* [Material for this exercise]

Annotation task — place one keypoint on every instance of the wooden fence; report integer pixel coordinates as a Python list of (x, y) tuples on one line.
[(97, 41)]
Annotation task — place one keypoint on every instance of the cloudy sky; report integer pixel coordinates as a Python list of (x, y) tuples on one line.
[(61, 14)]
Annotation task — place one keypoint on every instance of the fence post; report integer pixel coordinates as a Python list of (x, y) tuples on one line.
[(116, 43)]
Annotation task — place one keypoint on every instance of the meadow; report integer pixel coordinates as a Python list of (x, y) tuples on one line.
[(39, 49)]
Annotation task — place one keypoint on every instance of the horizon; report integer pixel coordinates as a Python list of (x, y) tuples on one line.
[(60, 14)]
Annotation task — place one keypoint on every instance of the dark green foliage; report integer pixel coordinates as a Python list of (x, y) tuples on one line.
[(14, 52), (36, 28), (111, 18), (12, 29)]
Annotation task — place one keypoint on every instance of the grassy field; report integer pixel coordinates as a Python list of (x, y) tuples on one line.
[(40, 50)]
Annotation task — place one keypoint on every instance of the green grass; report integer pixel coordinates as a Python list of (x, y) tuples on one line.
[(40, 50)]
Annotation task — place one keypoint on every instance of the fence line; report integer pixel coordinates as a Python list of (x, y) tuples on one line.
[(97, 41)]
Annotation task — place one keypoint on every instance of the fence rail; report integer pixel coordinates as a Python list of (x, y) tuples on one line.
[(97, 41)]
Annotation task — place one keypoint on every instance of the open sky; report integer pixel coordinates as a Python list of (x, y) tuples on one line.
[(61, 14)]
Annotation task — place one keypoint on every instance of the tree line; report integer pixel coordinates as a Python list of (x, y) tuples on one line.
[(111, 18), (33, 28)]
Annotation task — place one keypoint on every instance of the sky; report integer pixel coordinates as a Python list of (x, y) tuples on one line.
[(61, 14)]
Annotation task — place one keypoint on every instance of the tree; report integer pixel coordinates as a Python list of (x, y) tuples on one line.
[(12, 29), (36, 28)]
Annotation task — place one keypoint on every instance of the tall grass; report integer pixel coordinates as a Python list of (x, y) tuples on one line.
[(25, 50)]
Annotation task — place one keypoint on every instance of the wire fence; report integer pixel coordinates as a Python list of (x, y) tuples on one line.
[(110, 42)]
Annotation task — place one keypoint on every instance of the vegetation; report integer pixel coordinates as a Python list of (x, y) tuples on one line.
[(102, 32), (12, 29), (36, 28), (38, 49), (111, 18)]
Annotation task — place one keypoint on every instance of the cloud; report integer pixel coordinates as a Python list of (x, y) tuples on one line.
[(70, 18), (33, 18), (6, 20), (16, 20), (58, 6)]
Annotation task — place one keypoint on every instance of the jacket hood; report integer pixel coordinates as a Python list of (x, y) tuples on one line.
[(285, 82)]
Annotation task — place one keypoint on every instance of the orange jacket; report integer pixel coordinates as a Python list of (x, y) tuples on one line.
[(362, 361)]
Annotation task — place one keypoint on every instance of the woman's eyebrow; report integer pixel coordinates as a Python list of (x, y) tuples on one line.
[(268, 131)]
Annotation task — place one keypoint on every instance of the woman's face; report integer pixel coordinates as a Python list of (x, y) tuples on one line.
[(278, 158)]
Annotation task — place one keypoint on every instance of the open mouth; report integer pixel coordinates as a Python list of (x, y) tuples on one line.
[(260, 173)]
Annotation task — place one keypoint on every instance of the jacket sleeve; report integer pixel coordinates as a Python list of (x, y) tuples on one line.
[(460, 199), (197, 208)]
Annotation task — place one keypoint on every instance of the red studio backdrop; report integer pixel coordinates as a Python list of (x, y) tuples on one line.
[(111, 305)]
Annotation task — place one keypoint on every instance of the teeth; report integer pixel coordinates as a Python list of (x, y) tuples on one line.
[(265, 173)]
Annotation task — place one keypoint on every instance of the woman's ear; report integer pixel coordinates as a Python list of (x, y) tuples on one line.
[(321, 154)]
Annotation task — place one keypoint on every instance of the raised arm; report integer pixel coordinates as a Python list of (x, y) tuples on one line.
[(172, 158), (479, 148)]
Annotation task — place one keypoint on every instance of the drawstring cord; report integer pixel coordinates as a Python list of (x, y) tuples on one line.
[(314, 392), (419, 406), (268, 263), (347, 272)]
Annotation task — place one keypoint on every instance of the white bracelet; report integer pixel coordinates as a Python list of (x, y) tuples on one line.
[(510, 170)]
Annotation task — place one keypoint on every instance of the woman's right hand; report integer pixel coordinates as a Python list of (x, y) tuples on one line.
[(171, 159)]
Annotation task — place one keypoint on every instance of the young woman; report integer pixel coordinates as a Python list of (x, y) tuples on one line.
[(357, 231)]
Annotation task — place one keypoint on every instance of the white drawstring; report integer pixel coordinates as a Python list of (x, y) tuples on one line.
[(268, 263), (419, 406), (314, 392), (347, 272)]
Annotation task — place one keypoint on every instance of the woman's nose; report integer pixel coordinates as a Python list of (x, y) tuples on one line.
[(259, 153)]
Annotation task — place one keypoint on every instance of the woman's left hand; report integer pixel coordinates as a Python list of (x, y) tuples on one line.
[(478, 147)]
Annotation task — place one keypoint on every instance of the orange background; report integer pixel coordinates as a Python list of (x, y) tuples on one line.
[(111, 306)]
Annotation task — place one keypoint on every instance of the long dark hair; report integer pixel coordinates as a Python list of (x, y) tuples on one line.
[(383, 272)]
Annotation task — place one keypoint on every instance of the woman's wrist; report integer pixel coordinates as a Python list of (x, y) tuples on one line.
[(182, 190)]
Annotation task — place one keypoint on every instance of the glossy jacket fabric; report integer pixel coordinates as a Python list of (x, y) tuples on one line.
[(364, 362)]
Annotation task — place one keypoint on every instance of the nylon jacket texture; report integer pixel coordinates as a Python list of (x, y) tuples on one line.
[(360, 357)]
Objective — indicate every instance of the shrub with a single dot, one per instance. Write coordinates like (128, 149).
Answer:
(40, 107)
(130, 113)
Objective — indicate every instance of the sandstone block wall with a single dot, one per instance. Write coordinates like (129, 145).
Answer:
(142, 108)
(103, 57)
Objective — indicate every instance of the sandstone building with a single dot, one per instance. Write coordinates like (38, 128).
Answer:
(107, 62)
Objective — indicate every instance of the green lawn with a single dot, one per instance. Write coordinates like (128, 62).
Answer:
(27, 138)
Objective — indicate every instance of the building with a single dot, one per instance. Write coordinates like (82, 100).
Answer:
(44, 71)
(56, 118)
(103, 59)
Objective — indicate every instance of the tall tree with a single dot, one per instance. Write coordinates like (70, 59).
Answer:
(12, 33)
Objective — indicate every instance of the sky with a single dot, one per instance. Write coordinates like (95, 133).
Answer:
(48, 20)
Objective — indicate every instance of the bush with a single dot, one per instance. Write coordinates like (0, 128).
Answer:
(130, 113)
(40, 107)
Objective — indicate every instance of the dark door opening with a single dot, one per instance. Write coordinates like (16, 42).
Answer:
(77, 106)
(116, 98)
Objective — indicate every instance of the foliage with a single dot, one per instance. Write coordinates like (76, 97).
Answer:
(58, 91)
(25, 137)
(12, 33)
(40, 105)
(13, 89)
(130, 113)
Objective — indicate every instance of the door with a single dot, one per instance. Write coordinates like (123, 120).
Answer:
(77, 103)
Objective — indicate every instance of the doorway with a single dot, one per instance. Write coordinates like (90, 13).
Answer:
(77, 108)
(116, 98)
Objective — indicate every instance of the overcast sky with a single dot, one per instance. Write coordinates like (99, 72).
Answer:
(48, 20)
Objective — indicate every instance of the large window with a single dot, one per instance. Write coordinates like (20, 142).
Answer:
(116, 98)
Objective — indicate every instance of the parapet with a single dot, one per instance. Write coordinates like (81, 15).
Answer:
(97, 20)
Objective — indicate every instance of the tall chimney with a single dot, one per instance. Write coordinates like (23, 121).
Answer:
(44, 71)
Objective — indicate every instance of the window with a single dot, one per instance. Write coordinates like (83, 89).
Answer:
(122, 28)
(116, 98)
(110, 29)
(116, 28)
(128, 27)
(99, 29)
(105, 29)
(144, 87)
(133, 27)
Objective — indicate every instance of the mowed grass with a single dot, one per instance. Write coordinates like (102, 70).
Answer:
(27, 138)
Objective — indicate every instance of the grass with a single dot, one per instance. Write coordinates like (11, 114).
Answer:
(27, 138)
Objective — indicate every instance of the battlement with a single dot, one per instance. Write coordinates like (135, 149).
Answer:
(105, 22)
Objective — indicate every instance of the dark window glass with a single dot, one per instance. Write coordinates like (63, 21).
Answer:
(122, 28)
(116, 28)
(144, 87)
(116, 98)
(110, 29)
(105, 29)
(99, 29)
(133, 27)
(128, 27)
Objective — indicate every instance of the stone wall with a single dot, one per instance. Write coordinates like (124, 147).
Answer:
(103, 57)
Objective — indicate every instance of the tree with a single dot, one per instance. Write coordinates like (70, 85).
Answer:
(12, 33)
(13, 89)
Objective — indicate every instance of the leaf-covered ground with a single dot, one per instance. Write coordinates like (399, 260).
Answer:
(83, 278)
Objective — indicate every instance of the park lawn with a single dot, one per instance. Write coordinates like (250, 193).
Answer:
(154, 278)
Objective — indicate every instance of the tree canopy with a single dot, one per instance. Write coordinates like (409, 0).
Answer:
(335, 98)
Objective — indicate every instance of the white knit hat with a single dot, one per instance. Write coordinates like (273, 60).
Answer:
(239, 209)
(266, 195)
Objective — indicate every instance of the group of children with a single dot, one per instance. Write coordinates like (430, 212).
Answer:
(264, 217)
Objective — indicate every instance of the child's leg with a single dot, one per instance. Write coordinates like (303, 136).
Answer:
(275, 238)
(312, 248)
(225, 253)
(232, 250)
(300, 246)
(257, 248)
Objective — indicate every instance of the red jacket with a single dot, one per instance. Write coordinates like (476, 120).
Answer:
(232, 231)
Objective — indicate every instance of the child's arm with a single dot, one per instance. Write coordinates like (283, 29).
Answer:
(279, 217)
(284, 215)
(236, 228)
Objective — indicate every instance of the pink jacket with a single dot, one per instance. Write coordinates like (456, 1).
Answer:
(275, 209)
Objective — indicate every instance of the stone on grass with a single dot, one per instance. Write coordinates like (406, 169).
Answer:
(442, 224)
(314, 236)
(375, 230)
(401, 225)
...
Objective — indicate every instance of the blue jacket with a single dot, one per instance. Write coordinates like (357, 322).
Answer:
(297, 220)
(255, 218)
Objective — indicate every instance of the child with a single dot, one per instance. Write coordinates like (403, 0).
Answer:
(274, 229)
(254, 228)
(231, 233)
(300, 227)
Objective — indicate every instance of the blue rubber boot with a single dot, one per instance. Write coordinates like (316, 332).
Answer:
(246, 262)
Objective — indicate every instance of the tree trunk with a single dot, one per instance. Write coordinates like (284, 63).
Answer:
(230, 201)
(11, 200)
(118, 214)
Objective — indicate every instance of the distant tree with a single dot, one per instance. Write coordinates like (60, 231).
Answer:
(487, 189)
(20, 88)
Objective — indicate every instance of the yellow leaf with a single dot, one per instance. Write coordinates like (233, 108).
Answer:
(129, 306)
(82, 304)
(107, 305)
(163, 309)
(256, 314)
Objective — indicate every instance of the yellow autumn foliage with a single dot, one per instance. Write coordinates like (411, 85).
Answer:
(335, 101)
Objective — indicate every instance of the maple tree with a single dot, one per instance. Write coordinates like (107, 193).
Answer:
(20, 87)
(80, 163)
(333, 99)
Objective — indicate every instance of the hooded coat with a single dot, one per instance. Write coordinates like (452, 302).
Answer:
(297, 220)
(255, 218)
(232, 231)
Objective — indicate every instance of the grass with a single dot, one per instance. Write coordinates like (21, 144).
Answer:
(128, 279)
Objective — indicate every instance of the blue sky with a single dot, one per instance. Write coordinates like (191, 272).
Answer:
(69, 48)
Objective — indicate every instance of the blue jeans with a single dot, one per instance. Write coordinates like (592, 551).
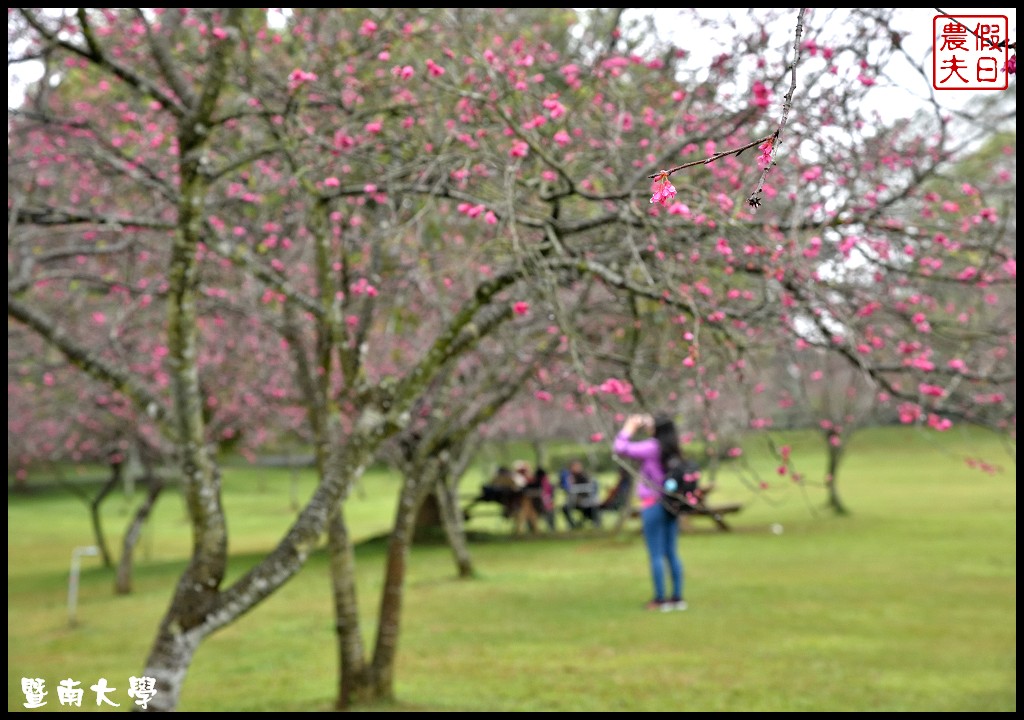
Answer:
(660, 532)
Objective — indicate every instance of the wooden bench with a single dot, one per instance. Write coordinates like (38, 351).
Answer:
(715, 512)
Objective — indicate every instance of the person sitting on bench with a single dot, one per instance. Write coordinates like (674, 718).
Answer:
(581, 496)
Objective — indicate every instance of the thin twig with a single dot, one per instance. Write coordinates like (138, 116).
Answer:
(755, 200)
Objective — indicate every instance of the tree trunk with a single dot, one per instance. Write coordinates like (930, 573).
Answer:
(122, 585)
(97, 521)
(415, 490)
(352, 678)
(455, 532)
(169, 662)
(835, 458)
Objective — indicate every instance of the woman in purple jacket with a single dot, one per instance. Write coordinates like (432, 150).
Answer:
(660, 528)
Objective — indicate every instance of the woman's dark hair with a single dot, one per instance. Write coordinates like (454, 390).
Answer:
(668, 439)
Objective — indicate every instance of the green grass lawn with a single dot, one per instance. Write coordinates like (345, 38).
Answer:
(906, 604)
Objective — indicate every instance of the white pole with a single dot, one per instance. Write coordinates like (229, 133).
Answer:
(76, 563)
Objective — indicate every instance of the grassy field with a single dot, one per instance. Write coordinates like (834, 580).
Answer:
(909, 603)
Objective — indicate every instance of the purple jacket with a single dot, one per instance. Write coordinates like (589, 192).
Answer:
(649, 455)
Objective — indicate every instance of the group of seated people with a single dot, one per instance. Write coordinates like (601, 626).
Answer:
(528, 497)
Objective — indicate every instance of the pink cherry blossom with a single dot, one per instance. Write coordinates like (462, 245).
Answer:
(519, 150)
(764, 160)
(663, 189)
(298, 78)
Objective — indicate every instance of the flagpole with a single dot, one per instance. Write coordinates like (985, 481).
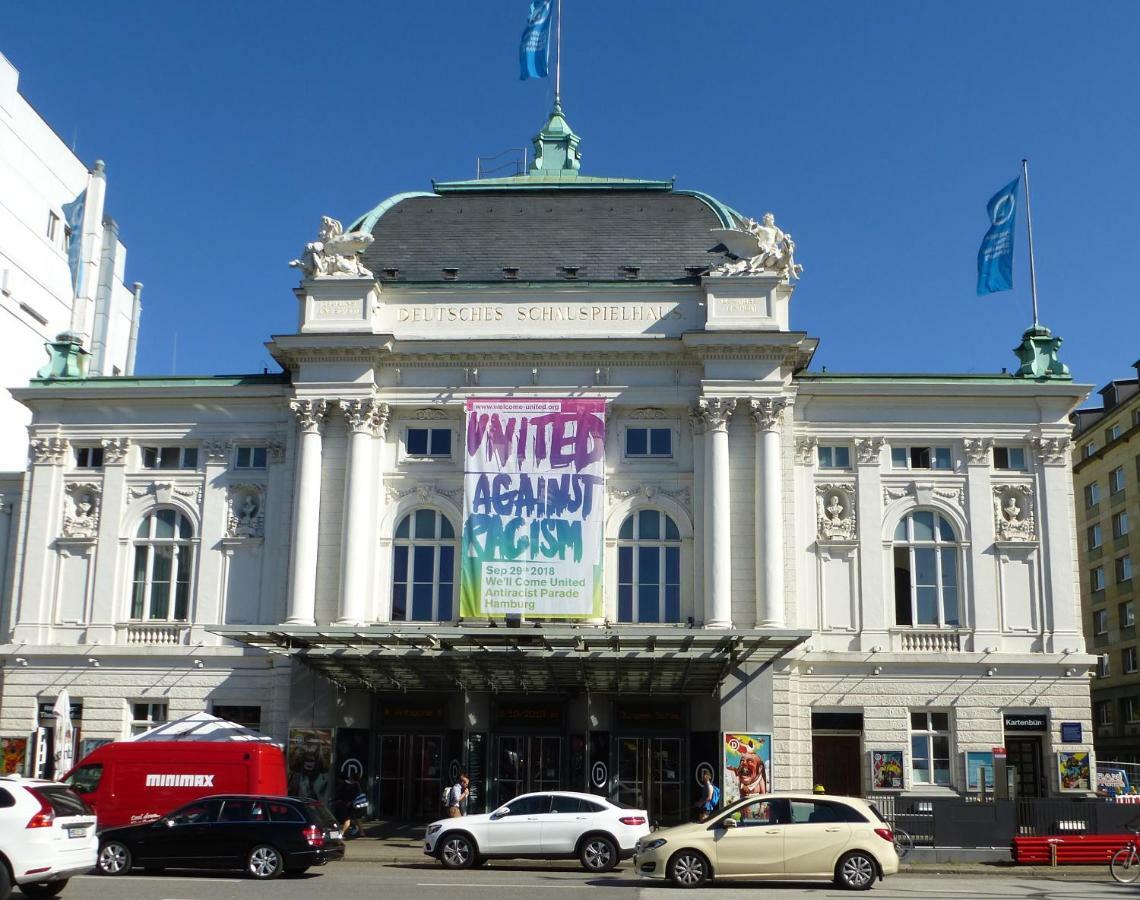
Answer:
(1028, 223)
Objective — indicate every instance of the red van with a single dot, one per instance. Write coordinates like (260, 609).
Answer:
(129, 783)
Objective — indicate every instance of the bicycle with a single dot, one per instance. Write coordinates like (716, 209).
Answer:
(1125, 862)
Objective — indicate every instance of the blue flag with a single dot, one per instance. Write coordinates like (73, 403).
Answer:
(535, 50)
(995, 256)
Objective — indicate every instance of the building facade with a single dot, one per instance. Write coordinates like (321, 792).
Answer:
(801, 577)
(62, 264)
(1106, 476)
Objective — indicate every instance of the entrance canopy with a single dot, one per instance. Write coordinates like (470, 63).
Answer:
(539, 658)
...
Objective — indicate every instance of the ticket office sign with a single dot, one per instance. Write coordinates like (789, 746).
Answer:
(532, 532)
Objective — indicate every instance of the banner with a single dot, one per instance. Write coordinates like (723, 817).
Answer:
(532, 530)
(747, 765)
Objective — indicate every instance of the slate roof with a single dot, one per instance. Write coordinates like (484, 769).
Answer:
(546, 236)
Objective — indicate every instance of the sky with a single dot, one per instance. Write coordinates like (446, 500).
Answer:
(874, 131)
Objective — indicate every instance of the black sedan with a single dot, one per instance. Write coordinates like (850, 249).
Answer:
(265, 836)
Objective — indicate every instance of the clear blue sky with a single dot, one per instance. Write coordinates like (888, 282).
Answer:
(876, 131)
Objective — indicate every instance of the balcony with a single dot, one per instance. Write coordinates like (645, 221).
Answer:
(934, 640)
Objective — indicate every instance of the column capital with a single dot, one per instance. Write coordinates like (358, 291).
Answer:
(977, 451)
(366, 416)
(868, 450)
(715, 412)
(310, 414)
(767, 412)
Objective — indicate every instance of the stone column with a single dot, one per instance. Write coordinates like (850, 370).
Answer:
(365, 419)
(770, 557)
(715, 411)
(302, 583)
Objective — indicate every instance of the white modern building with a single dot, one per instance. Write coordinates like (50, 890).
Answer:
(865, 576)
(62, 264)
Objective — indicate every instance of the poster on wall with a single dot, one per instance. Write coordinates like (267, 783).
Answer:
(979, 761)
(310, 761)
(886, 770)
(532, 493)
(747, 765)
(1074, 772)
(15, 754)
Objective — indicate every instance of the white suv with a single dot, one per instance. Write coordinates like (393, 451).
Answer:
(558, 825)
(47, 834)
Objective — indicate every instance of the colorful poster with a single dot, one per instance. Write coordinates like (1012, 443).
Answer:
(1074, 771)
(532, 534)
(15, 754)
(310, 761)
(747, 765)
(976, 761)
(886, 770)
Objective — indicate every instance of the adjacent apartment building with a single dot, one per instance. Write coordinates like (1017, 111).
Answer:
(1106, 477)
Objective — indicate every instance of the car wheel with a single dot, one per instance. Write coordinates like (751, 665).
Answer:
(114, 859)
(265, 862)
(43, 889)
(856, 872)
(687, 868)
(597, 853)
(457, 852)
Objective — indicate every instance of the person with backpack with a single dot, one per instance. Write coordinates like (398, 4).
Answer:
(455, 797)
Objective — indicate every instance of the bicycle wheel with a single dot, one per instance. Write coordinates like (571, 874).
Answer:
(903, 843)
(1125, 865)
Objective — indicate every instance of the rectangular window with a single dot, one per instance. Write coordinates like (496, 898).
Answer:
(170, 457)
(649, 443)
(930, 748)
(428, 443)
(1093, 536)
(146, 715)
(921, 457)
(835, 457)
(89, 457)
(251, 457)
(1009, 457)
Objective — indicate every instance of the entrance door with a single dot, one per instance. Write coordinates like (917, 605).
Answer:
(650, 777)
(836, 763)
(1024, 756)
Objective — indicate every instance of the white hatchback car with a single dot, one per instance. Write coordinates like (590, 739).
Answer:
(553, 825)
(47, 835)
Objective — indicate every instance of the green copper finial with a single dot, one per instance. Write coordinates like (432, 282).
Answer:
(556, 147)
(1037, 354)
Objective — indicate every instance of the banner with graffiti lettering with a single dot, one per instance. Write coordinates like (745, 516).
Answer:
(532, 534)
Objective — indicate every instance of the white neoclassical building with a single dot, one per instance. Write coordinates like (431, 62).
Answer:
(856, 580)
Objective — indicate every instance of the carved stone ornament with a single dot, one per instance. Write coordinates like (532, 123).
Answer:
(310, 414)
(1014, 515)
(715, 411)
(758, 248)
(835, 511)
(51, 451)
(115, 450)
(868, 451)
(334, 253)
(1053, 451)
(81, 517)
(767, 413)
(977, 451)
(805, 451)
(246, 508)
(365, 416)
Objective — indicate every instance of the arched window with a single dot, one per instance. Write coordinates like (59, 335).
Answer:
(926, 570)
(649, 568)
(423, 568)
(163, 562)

* [Exercise]
List every line in the records above that contains the word "trunk".

* [Your solution]
Objective — indicate every instance of the tree trunk with a single dot, one per instance. Write coordinates like (284, 63).
Objective — indicate every instance of the tree trunk with a single dot, one per instance. Write coordinates like (930, 573).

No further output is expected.